PROBLEM REQUIREMENTS ▸
Output as a JSON list of strings the lines starting with the one containing "[seg] foliage" and going on through the one containing "Provide the outline of every instance of the foliage.", one string per line, with blank lines left out.

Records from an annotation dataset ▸
##############################
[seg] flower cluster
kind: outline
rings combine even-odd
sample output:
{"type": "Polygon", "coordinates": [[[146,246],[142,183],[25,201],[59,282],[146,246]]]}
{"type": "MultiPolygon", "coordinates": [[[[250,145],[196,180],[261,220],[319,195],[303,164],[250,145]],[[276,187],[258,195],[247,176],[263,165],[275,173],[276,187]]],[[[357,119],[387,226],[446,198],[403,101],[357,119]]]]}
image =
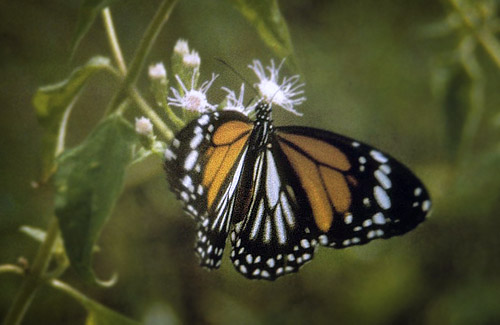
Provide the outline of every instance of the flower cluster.
{"type": "MultiPolygon", "coordinates": [[[[170,87],[170,96],[165,96],[167,113],[172,117],[173,112],[168,106],[180,107],[187,112],[204,113],[213,111],[218,105],[212,104],[207,99],[207,92],[217,79],[218,75],[212,74],[210,80],[201,84],[198,83],[201,59],[198,52],[190,50],[188,42],[177,41],[174,47],[173,70],[177,87],[170,87]]],[[[235,110],[245,115],[249,115],[256,107],[259,100],[264,100],[270,104],[277,105],[296,115],[302,115],[295,107],[302,104],[304,97],[304,83],[300,82],[298,75],[283,77],[280,79],[279,73],[285,60],[276,65],[271,60],[270,65],[264,67],[259,60],[253,60],[248,67],[253,70],[258,78],[258,82],[253,85],[259,98],[250,100],[251,104],[245,104],[245,84],[242,84],[239,93],[221,87],[226,92],[226,98],[221,106],[224,110],[235,110]]],[[[149,69],[149,76],[152,80],[166,78],[166,70],[163,64],[152,65],[149,69]]],[[[165,93],[166,93],[165,88],[165,93]]],[[[163,98],[165,98],[163,97],[163,98]]]]}

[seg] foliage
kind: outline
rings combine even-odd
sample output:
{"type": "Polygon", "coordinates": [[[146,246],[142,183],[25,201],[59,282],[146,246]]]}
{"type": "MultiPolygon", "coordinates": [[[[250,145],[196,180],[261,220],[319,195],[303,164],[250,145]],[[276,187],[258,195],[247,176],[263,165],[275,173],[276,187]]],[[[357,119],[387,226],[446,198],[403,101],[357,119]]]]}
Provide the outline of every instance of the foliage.
{"type": "MultiPolygon", "coordinates": [[[[7,227],[1,242],[4,249],[29,256],[29,251],[18,252],[16,247],[32,247],[12,244],[22,242],[19,232],[9,232],[15,228],[40,244],[29,262],[21,258],[16,265],[0,265],[0,281],[7,277],[5,273],[22,278],[13,300],[14,289],[5,290],[10,304],[5,324],[20,323],[25,316],[30,319],[30,311],[36,313],[33,319],[37,321],[53,317],[64,323],[64,315],[72,319],[73,313],[84,312],[81,318],[87,324],[135,324],[129,316],[145,315],[149,312],[145,305],[152,304],[141,298],[156,296],[164,297],[167,306],[144,319],[162,323],[176,323],[176,317],[184,323],[498,322],[500,278],[495,270],[500,265],[494,258],[500,247],[496,234],[496,211],[500,208],[498,2],[448,0],[436,7],[430,1],[422,5],[282,1],[282,11],[277,0],[229,0],[203,3],[205,10],[211,6],[218,9],[210,17],[197,8],[202,2],[192,1],[192,7],[188,4],[164,0],[152,8],[148,7],[152,3],[137,1],[83,1],[78,21],[72,26],[71,53],[66,51],[66,57],[44,63],[49,72],[40,70],[45,77],[33,78],[37,82],[62,81],[39,87],[32,98],[34,113],[28,115],[34,114],[43,129],[41,160],[33,162],[41,172],[34,184],[39,186],[37,192],[26,194],[29,198],[20,199],[21,204],[12,203],[17,195],[14,191],[0,195],[0,226],[7,227]],[[107,6],[118,13],[133,6],[130,19],[118,24],[121,42],[107,6]],[[139,7],[142,10],[135,11],[139,7]],[[241,15],[229,18],[234,10],[241,15]],[[149,20],[149,25],[139,35],[144,23],[134,19],[146,13],[153,18],[142,20],[149,20]],[[191,13],[197,16],[190,17],[191,13]],[[89,49],[86,44],[98,38],[94,33],[100,37],[101,31],[91,28],[98,25],[99,14],[111,51],[109,57],[89,59],[89,53],[104,51],[89,49]],[[412,19],[403,22],[400,17],[412,19]],[[204,28],[205,21],[215,31],[204,28]],[[160,34],[165,23],[167,36],[160,34]],[[239,34],[231,33],[232,28],[239,34]],[[149,57],[170,57],[162,44],[153,46],[158,35],[173,43],[185,37],[179,31],[194,39],[201,53],[220,56],[219,47],[232,50],[234,53],[227,56],[239,66],[248,64],[250,54],[263,52],[267,46],[270,56],[286,57],[289,68],[297,71],[302,67],[310,85],[310,120],[305,123],[337,127],[340,133],[393,146],[391,152],[405,157],[424,176],[435,202],[433,218],[411,235],[410,243],[394,240],[398,249],[390,253],[390,243],[336,254],[318,252],[315,266],[308,272],[272,284],[248,284],[233,278],[224,266],[217,273],[198,270],[191,254],[193,230],[183,223],[184,218],[177,217],[181,212],[173,199],[165,199],[165,183],[158,174],[158,156],[163,154],[165,142],[193,117],[179,116],[179,110],[166,100],[168,86],[179,86],[175,74],[190,82],[191,76],[182,72],[189,69],[182,70],[173,53],[172,69],[167,68],[164,80],[153,80],[148,91],[141,79],[149,57]],[[121,46],[126,49],[125,57],[130,56],[129,64],[123,59],[121,46]],[[135,54],[129,54],[132,52],[135,54]],[[61,67],[68,58],[84,63],[63,73],[61,67]],[[432,96],[422,86],[427,82],[427,71],[422,68],[425,60],[431,62],[432,96]],[[328,69],[327,61],[331,62],[328,69]],[[109,73],[99,73],[103,71],[109,73]],[[156,135],[135,132],[132,124],[140,115],[151,120],[156,135]],[[88,132],[82,131],[85,128],[88,132]],[[380,136],[377,130],[389,131],[380,136]],[[160,179],[159,185],[151,180],[152,173],[160,179]],[[139,180],[131,180],[134,177],[139,180]],[[16,210],[25,201],[29,202],[26,205],[38,203],[32,204],[29,213],[16,210]],[[139,203],[133,205],[132,201],[139,203]],[[20,217],[23,213],[27,216],[20,217]],[[156,218],[164,213],[171,218],[156,218]],[[39,226],[47,215],[53,215],[52,221],[43,231],[39,226]],[[168,227],[165,229],[158,219],[168,227]],[[108,221],[111,226],[106,228],[108,221]],[[96,254],[97,242],[108,257],[96,254]],[[121,261],[123,247],[129,256],[123,258],[126,262],[121,261]],[[116,281],[104,283],[94,276],[109,269],[117,270],[120,282],[129,281],[127,289],[112,289],[113,298],[109,298],[112,290],[103,294],[101,287],[116,281]],[[63,276],[75,286],[64,282],[63,276]],[[99,298],[94,300],[76,289],[84,285],[89,296],[99,298]],[[70,297],[71,302],[53,298],[54,290],[70,297]],[[35,295],[38,298],[33,300],[35,295]],[[47,308],[53,301],[63,301],[64,307],[47,308]],[[73,301],[83,309],[72,309],[73,301]],[[131,305],[134,308],[129,312],[131,305]],[[44,309],[62,316],[48,315],[44,309]]],[[[8,43],[12,42],[7,36],[8,43]]],[[[52,54],[53,43],[42,45],[40,48],[48,47],[52,54]]],[[[196,86],[207,70],[196,70],[196,86]]],[[[25,109],[16,101],[11,116],[17,118],[21,108],[25,109]]],[[[279,114],[276,118],[283,119],[279,114]]],[[[10,123],[7,128],[23,127],[19,120],[2,120],[10,123]]],[[[16,132],[19,137],[23,133],[16,132]]],[[[10,136],[5,139],[11,140],[10,136]]],[[[20,142],[23,146],[12,142],[17,153],[28,152],[26,148],[38,143],[20,142]]],[[[17,170],[28,176],[5,173],[5,182],[19,175],[22,180],[33,177],[33,172],[24,171],[32,155],[14,157],[19,158],[2,156],[2,163],[10,163],[12,170],[18,164],[17,170]]],[[[21,183],[17,179],[12,182],[21,183]]]]}

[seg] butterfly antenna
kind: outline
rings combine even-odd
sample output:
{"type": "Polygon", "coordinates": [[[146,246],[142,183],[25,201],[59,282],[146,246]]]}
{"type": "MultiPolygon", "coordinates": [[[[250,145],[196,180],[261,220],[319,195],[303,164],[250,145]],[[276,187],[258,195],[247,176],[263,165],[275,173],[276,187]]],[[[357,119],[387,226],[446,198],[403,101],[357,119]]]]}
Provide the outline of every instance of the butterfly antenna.
{"type": "Polygon", "coordinates": [[[217,61],[219,61],[220,63],[222,63],[223,65],[225,65],[226,68],[231,70],[235,75],[237,75],[243,81],[243,83],[249,85],[250,88],[255,92],[255,95],[259,96],[259,92],[257,91],[257,89],[255,89],[254,86],[252,86],[252,84],[250,82],[248,82],[248,80],[246,80],[245,77],[243,77],[243,75],[241,73],[239,73],[235,68],[233,68],[233,66],[231,66],[229,63],[227,63],[226,61],[224,61],[221,58],[215,58],[215,59],[217,61]]]}

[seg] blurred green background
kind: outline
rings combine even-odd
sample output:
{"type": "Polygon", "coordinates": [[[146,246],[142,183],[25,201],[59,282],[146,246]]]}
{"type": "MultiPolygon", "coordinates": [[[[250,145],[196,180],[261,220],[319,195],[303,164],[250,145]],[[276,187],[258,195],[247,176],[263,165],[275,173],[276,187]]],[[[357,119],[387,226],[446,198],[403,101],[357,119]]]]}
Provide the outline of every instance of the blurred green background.
{"type": "MultiPolygon", "coordinates": [[[[127,0],[112,6],[126,59],[158,4],[127,0]]],[[[98,19],[69,62],[79,5],[0,3],[0,264],[20,256],[31,260],[38,243],[18,229],[46,228],[52,214],[53,189],[31,186],[40,175],[42,134],[31,104],[34,92],[96,54],[109,56],[98,19]]],[[[460,56],[464,52],[456,49],[467,45],[467,33],[443,32],[452,12],[447,1],[280,5],[308,100],[298,108],[302,118],[275,110],[276,124],[332,130],[398,157],[430,190],[429,220],[388,241],[319,249],[300,273],[274,283],[245,279],[228,258],[220,270],[207,272],[192,249],[194,222],[168,191],[161,161],[152,158],[129,169],[94,258],[97,274],[109,278],[117,272],[118,283],[110,289],[86,285],[71,270],[63,280],[150,324],[500,323],[499,66],[480,46],[472,58],[460,56]]],[[[495,8],[487,14],[498,16],[495,8]]],[[[202,78],[221,75],[209,91],[211,102],[223,99],[220,86],[240,85],[214,58],[250,80],[251,60],[272,58],[226,1],[180,1],[149,62],[168,63],[178,38],[199,51],[202,78]]],[[[139,86],[153,102],[146,71],[139,86]]],[[[86,87],[70,119],[68,146],[89,134],[116,90],[105,74],[86,87]]],[[[19,276],[0,276],[0,318],[20,283],[19,276]]],[[[25,324],[83,324],[85,315],[76,302],[46,287],[25,324]]]]}

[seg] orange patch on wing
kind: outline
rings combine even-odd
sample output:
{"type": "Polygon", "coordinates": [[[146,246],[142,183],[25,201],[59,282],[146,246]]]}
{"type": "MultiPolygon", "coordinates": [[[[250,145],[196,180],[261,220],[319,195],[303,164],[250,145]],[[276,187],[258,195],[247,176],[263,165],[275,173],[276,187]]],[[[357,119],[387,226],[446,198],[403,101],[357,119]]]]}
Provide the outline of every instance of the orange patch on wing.
{"type": "Polygon", "coordinates": [[[279,142],[281,149],[298,174],[313,210],[314,221],[318,228],[327,232],[333,222],[333,211],[327,193],[321,183],[316,165],[292,147],[279,142]]]}
{"type": "Polygon", "coordinates": [[[346,155],[328,142],[289,133],[280,133],[279,136],[295,144],[322,164],[342,171],[347,171],[351,168],[346,155]]]}
{"type": "Polygon", "coordinates": [[[344,175],[325,166],[319,167],[319,172],[335,210],[340,213],[347,211],[351,206],[351,191],[344,175]]]}
{"type": "Polygon", "coordinates": [[[229,121],[217,128],[212,141],[216,146],[223,146],[233,143],[244,133],[252,130],[253,124],[242,121],[229,121]]]}
{"type": "MultiPolygon", "coordinates": [[[[208,187],[217,175],[217,171],[219,170],[224,157],[226,156],[227,151],[229,150],[228,146],[223,146],[219,148],[211,147],[209,151],[212,150],[212,154],[208,156],[208,162],[205,166],[205,170],[203,172],[203,180],[201,184],[205,187],[208,187]]],[[[208,154],[208,152],[207,152],[208,154]]]]}
{"type": "MultiPolygon", "coordinates": [[[[217,194],[219,193],[222,184],[224,184],[227,175],[229,174],[229,172],[235,165],[236,160],[240,156],[241,150],[246,144],[248,137],[249,135],[244,136],[229,146],[216,148],[213,156],[209,160],[207,167],[205,168],[205,174],[203,176],[204,181],[205,181],[205,176],[207,177],[207,180],[208,178],[211,178],[211,183],[209,182],[210,187],[208,189],[208,194],[207,194],[207,207],[209,209],[212,206],[215,198],[217,197],[217,194]],[[219,154],[218,153],[219,149],[225,149],[225,150],[220,151],[219,154]],[[214,157],[216,154],[217,157],[214,157]],[[223,159],[221,159],[220,157],[222,157],[223,159]],[[217,158],[217,160],[215,160],[215,158],[217,158]]],[[[203,184],[205,185],[204,182],[203,184]]]]}

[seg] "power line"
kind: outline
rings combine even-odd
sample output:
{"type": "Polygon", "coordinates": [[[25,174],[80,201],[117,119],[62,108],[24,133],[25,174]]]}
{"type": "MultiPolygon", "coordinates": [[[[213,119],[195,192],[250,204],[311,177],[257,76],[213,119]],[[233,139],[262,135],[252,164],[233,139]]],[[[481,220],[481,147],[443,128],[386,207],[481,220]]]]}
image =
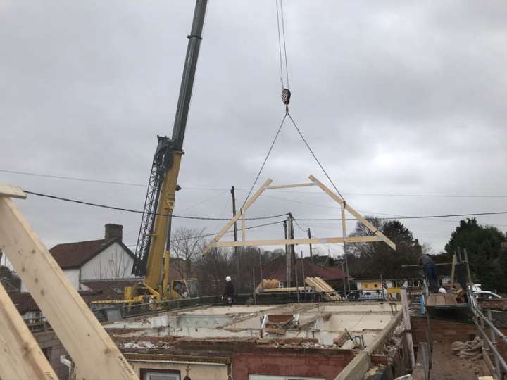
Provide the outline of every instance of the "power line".
{"type": "MultiPolygon", "coordinates": [[[[49,198],[51,199],[55,199],[57,201],[63,201],[65,202],[70,202],[74,203],[78,203],[85,205],[89,205],[92,207],[99,207],[102,208],[108,208],[110,210],[115,210],[117,211],[125,211],[127,213],[135,213],[138,214],[142,214],[143,211],[141,211],[139,210],[133,210],[130,208],[119,208],[119,207],[115,207],[115,206],[111,206],[108,205],[104,205],[101,203],[93,203],[91,202],[85,202],[84,201],[78,201],[76,199],[70,199],[68,198],[63,198],[60,196],[52,196],[49,194],[44,194],[42,193],[37,193],[35,191],[30,191],[28,190],[23,190],[25,193],[28,194],[32,194],[37,196],[42,196],[44,198],[49,198]]],[[[465,217],[465,216],[482,216],[482,215],[505,215],[507,214],[507,211],[495,211],[495,212],[490,212],[490,213],[463,213],[463,214],[444,214],[444,215],[414,215],[414,216],[395,216],[394,217],[377,217],[377,219],[379,219],[380,220],[390,220],[393,219],[399,219],[399,220],[407,220],[407,219],[432,219],[432,218],[437,218],[437,217],[465,217]]],[[[169,216],[168,214],[156,214],[161,216],[169,216]]],[[[247,217],[245,218],[247,220],[258,220],[262,219],[273,219],[275,217],[280,217],[282,216],[287,215],[287,213],[283,213],[283,214],[278,214],[276,215],[269,215],[269,216],[263,216],[263,217],[247,217]]],[[[173,217],[177,217],[180,219],[191,219],[191,220],[230,220],[230,218],[224,218],[224,217],[199,217],[199,216],[188,216],[188,215],[173,215],[173,217]]],[[[296,220],[296,219],[294,219],[296,220]]],[[[306,222],[311,222],[311,221],[325,221],[325,220],[332,220],[332,221],[341,221],[342,218],[297,218],[297,220],[300,221],[306,221],[306,222]]],[[[346,218],[345,220],[357,220],[356,218],[346,218]]]]}
{"type": "Polygon", "coordinates": [[[90,178],[80,178],[79,177],[68,177],[63,175],[45,175],[39,173],[31,173],[28,172],[18,172],[16,170],[6,170],[5,169],[0,169],[0,172],[4,173],[15,174],[15,175],[31,175],[33,177],[42,177],[44,178],[54,178],[56,179],[70,179],[72,181],[81,181],[83,182],[95,182],[98,184],[118,184],[118,185],[127,185],[127,186],[138,186],[146,187],[146,184],[134,184],[132,182],[121,182],[117,181],[106,181],[103,179],[92,179],[90,178]]]}
{"type": "MultiPolygon", "coordinates": [[[[20,172],[18,170],[8,170],[6,169],[0,169],[0,172],[18,175],[27,175],[32,177],[40,177],[42,178],[52,178],[56,179],[65,179],[70,181],[80,181],[83,182],[94,182],[104,184],[115,184],[121,186],[133,186],[139,187],[146,187],[146,184],[137,184],[134,182],[126,182],[121,181],[107,181],[104,179],[94,179],[92,178],[82,178],[78,177],[68,177],[63,175],[53,175],[42,173],[34,173],[30,172],[20,172]]],[[[225,187],[198,187],[198,186],[185,186],[184,190],[202,190],[206,191],[225,191],[229,189],[225,187]]],[[[237,190],[246,191],[246,188],[237,187],[237,190]]],[[[320,191],[298,191],[295,190],[277,190],[278,193],[294,193],[304,194],[321,194],[320,191]]],[[[507,195],[478,195],[478,194],[401,194],[401,193],[342,193],[343,195],[354,196],[391,196],[391,197],[420,197],[420,198],[506,198],[507,195]]]]}
{"type": "MultiPolygon", "coordinates": [[[[465,216],[481,216],[481,215],[500,215],[507,214],[507,211],[496,211],[492,213],[469,213],[467,214],[445,214],[441,215],[417,215],[417,216],[399,216],[394,217],[377,217],[380,220],[391,220],[393,219],[432,219],[434,217],[465,217],[465,216]]],[[[298,218],[300,221],[320,221],[320,220],[333,220],[340,221],[342,218],[298,218]]],[[[345,220],[358,220],[356,218],[345,218],[345,220]]]]}
{"type": "MultiPolygon", "coordinates": [[[[69,198],[63,198],[61,196],[52,196],[49,194],[44,194],[42,193],[36,193],[35,191],[30,191],[28,190],[24,190],[26,194],[32,194],[37,196],[42,196],[44,198],[50,198],[51,199],[56,199],[57,201],[63,201],[65,202],[71,202],[73,203],[78,203],[81,205],[85,205],[92,207],[99,207],[102,208],[108,208],[110,210],[115,210],[117,211],[125,211],[127,213],[135,213],[137,214],[142,214],[144,213],[144,211],[141,211],[140,210],[133,210],[131,208],[123,208],[120,207],[115,207],[115,206],[111,206],[108,205],[104,205],[101,203],[92,203],[91,202],[85,202],[84,201],[78,201],[77,199],[70,199],[69,198]]],[[[156,213],[153,213],[153,215],[160,215],[160,216],[169,216],[168,214],[159,214],[156,213]]],[[[272,219],[275,217],[280,217],[282,216],[287,215],[287,213],[284,214],[279,214],[277,215],[270,215],[270,216],[265,216],[265,217],[246,217],[245,218],[247,220],[258,220],[261,219],[272,219]]],[[[226,218],[226,217],[197,217],[197,216],[187,216],[187,215],[173,215],[172,217],[177,217],[180,219],[192,219],[192,220],[230,220],[230,218],[226,218]]]]}

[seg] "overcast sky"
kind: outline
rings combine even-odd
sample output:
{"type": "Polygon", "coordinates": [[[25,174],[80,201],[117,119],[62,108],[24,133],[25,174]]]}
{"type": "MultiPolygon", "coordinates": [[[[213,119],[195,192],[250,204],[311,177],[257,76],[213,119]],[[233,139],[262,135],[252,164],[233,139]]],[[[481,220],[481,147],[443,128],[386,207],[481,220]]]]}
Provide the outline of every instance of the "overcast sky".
##############################
THE REPLY ▸
[
  "[seg] foliage",
  "kind: outline",
  "rings combine even-odd",
  "sample output:",
  "{\"type\": \"Polygon\", \"coordinates\": [[[146,246],[142,183],[25,201],[59,282],[146,246]]]}",
  "{\"type\": \"MultiPolygon\", \"coordinates\": [[[[250,145],[196,180],[261,220],[319,195],[303,164],[250,145]],[[276,187],[258,195],[247,176],[263,165],[275,173],[276,187]]],[[[357,119],[387,226],[446,198],[403,101],[357,119]]]]}",
  "Provide the outline of every instance of the foliage."
]